## Written exercise
Return each line of the records below verbatim, leaving out the pictures.

-- BEGIN --

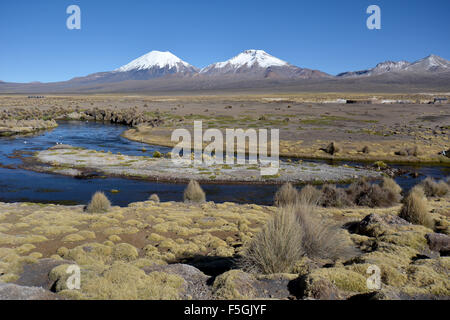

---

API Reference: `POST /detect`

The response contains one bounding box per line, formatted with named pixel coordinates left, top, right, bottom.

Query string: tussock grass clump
left=320, top=184, right=353, bottom=208
left=148, top=193, right=159, bottom=203
left=361, top=146, right=370, bottom=154
left=241, top=203, right=356, bottom=274
left=153, top=151, right=162, bottom=158
left=420, top=177, right=449, bottom=197
left=381, top=177, right=402, bottom=194
left=298, top=184, right=322, bottom=206
left=183, top=180, right=206, bottom=203
left=86, top=191, right=111, bottom=213
left=395, top=146, right=420, bottom=157
left=320, top=142, right=340, bottom=155
left=293, top=204, right=357, bottom=261
left=399, top=186, right=433, bottom=228
left=242, top=206, right=304, bottom=274
left=347, top=178, right=402, bottom=208
left=274, top=182, right=298, bottom=207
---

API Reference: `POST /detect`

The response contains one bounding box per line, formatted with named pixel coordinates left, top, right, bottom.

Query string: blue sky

-- END --

## Exercise solution
---

API Reference: `POST /detect`

The response contains one bounding box per line, formatted with named pixel coordinates left, top, right, bottom.

Query string: tussock grass clump
left=320, top=184, right=353, bottom=208
left=148, top=193, right=159, bottom=203
left=361, top=146, right=370, bottom=154
left=241, top=203, right=356, bottom=274
left=153, top=151, right=162, bottom=158
left=420, top=177, right=449, bottom=197
left=381, top=177, right=402, bottom=194
left=298, top=184, right=322, bottom=206
left=183, top=180, right=206, bottom=203
left=86, top=191, right=111, bottom=213
left=395, top=146, right=420, bottom=157
left=320, top=142, right=340, bottom=155
left=293, top=204, right=357, bottom=261
left=399, top=186, right=433, bottom=228
left=242, top=206, right=304, bottom=274
left=347, top=178, right=402, bottom=208
left=274, top=182, right=298, bottom=207
---

API Reference: `POST /detect`

The response contains one bounding box per line, formatted with named pixel coordinates left, top, right, bottom.

Query string: blue sky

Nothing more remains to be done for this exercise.